[start of ENTRIES SUPPLIED]

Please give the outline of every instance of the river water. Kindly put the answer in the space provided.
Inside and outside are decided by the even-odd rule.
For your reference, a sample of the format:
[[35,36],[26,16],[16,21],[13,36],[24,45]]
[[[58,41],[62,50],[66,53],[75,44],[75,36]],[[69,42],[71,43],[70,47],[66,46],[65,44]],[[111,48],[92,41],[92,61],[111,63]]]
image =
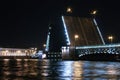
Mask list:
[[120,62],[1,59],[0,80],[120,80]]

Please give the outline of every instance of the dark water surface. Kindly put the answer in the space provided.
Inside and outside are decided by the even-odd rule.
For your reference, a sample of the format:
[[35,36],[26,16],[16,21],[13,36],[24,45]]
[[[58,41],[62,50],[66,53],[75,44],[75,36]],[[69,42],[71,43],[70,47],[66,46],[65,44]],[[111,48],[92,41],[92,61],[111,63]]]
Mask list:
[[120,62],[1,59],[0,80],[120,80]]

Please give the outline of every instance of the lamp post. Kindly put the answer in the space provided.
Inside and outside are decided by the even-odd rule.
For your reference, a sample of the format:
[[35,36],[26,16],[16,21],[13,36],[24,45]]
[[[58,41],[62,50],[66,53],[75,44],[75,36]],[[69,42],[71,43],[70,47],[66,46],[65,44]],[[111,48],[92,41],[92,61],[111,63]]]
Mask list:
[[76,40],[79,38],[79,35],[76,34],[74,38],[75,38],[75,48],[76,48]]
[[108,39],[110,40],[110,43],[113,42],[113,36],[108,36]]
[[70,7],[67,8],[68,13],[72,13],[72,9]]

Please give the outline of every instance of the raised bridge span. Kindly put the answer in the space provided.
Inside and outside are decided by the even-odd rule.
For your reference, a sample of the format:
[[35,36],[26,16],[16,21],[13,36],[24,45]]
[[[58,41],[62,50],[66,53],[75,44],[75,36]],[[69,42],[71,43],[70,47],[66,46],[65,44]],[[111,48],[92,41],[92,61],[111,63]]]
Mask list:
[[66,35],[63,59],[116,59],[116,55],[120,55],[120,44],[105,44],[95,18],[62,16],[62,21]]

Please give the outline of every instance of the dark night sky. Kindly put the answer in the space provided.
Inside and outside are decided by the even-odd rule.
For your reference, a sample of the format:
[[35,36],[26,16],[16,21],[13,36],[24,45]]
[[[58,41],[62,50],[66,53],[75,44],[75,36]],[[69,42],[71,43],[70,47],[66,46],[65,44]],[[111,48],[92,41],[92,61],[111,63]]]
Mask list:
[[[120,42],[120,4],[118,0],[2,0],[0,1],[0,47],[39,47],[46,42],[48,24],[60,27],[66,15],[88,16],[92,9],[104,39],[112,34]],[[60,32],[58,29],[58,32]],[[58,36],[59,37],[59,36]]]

[end of ENTRIES SUPPLIED]
[start of ENTRIES SUPPLIED]

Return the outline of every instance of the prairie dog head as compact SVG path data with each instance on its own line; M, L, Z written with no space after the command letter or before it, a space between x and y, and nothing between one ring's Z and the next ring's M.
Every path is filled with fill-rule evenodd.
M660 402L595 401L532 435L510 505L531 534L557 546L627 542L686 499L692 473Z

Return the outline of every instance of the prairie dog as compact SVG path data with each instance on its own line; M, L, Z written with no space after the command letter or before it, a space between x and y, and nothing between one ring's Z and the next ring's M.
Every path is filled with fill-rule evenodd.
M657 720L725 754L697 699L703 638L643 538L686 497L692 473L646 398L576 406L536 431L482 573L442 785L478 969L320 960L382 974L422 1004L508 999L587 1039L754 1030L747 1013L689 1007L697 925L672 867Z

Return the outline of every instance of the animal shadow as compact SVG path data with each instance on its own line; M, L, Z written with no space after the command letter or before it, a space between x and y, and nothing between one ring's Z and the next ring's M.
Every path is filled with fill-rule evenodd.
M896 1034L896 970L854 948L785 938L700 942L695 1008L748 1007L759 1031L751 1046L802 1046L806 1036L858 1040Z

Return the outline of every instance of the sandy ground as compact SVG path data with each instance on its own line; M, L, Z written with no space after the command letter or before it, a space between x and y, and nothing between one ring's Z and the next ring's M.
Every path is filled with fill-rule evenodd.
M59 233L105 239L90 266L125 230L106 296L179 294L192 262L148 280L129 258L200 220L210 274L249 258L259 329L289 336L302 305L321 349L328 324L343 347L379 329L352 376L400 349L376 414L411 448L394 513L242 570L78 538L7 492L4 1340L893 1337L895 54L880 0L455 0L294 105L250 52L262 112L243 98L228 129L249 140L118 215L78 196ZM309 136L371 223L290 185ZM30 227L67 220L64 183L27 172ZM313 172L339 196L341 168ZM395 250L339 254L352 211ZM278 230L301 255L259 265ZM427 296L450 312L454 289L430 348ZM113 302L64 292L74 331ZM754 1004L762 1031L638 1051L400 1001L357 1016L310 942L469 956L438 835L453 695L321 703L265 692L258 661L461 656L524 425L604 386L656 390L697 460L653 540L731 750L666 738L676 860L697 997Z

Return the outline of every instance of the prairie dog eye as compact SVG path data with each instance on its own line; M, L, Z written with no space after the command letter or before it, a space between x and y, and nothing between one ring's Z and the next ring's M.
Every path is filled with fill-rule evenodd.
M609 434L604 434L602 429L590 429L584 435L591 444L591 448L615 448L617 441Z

[end of ENTRIES SUPPLIED]

Please revise the lines starting at the one that has "Please give the outline of every instance of the river" and stopping after the one that has "[[70,7],[67,8],[68,13],[72,13],[72,9]]", changing "lamp post" to "streetlight" and keeping everything else as it is. Leave the pictures out of your answer.

Please give the outline of every instance of the river water. Kindly put the answer in the space provided.
Inside and outside are decided by the even-odd rule.
For your reference, a sample of the format:
[[35,36],[26,16],[16,21],[13,36],[24,45]]
[[[58,41],[62,50],[66,53],[75,44],[75,36]],[[69,42],[71,43],[70,47],[66,46],[65,44]],[[111,48],[92,41],[92,61],[111,63]]]
image =
Mask list:
[[120,62],[1,59],[0,80],[120,80]]

Please give the outline of every instance of the dark water surface. Kindly put the answer in the space provided.
Inside and outside are decided by the even-odd rule.
For your reference, a sample of the format:
[[35,36],[26,16],[16,21],[13,36],[24,45]]
[[[58,41],[62,50],[66,53],[75,44],[75,36]],[[69,42],[71,43],[70,47],[66,46],[65,44]],[[111,48],[92,41],[92,61],[111,63]]]
Mask list:
[[120,62],[1,59],[0,80],[120,80]]

Please give the outline of every instance of the streetlight. Kindly put the answer in the space provided.
Inside and outside are decided by the even-odd rule.
For your reference, a sample of the format:
[[35,36],[26,16],[16,21],[13,36],[24,45]]
[[[58,41],[62,50],[66,53],[75,44],[75,36]],[[69,42],[71,43],[70,47],[66,46],[65,44]],[[111,48],[92,41],[92,61],[111,63]]]
Mask list:
[[76,40],[79,38],[79,35],[76,34],[74,38],[75,38],[75,48],[76,48]]
[[108,39],[110,40],[110,43],[113,42],[113,36],[108,36]]
[[70,7],[67,8],[68,13],[72,13],[72,9]]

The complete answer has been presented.